64 Comments on “Skillet Chilaquiles.”
chilaquiles are my absolute fav too! will eat this for any meal…since you are into this too, i thought i’d tell you a little secret – if you have leftover chips and salsa from a party, you can make emergency chilaquiles next morning using that and ofcourse eggs and cheese (great for hangovers too, just saying). I have tried it with crushed tomatillo as well which is pretty darn good.
yes yes yes, doing it! thanks!
Boy, I don’t know what you’re talking about, calling this un-photogenic. This is one of the best-looking breakfast/ brunch plates I’ve seen in a long time. But why limit it to breakfast? Chilaquiles for any time of the day is good in my books.
you’re so right.
How about a Tequila Sunrise?! (OJ + Tequila). My mother-in-law’s go to drink. This looks great!
AH haven’t had one forever!
Omg I’ve been craving chilaquiles and these look AMAZING. I’m on an egg kick right now so this is happening asap!

» **MATERIAL PROVIDED**:

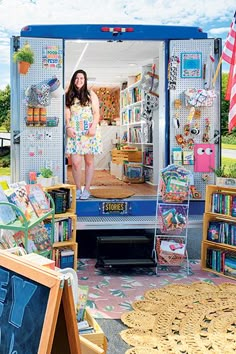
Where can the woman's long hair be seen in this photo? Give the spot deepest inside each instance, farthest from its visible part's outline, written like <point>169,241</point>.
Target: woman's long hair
<point>82,94</point>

» **YOUR TASKS**:
1. In the chilaquiles comments, copy the passage starting at "yes yes yes, doing" and ending at "is happening asap!".
2. According to the chilaquiles comments, what two ingredients make up a Tequila Sunrise?

» **OUTPUTS BY TASK**:
1.
yes yes yes, doing it! thanks!
Boy, I don’t know what you’re talking about, calling this un-photogenic. This is one of the best-looking breakfast/ brunch plates I’ve seen in a long time. But why limit it to breakfast? Chilaquiles for any time of the day is good in my books.
you’re so right.
How about a Tequila Sunrise?! (OJ + Tequila). My mother-in-law’s go to drink. This looks great!
AH haven’t had one forever!
Omg I’ve been craving chilaquiles and these look AMAZING. I’m on an egg kick right now so this is happening asap!

2. OJ and tequila.